*Stated problem*:
How many lines in the items below contain the word "bird"? Give only the number.

*Data provided*:
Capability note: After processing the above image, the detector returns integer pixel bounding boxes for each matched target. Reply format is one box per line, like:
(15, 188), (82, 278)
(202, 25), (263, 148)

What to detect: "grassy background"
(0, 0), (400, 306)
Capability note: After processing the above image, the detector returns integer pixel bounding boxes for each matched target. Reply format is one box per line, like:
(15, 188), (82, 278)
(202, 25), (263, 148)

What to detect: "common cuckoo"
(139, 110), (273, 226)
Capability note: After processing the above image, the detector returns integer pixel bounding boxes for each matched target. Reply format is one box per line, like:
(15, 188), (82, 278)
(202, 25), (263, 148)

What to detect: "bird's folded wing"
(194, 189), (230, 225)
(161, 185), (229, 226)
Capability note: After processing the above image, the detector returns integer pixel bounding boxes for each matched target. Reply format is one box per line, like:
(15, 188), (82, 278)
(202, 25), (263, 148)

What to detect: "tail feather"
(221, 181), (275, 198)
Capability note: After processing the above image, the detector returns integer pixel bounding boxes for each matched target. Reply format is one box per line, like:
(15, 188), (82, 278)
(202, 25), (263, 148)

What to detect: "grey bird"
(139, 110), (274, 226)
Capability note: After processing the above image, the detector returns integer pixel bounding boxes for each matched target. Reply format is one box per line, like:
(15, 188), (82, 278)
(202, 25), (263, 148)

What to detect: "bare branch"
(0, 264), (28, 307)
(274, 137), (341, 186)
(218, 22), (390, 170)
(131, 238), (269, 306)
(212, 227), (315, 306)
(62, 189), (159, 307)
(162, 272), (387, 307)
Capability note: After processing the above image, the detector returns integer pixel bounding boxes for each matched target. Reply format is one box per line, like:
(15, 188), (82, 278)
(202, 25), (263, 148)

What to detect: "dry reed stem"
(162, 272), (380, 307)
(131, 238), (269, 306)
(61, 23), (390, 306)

* * *

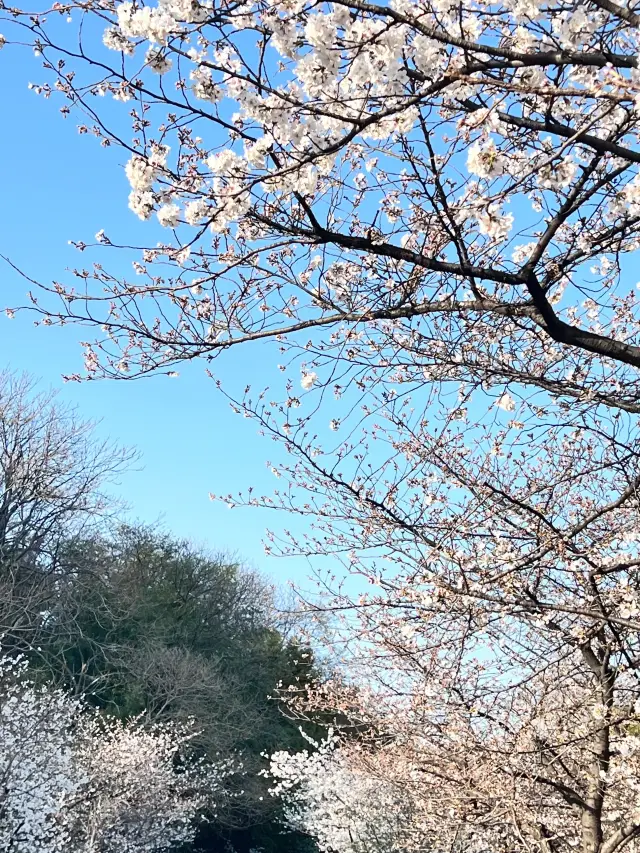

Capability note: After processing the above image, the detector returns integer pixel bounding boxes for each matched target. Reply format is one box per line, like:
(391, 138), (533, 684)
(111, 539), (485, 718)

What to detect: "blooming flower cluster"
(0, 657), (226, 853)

*Response to the exercise*:
2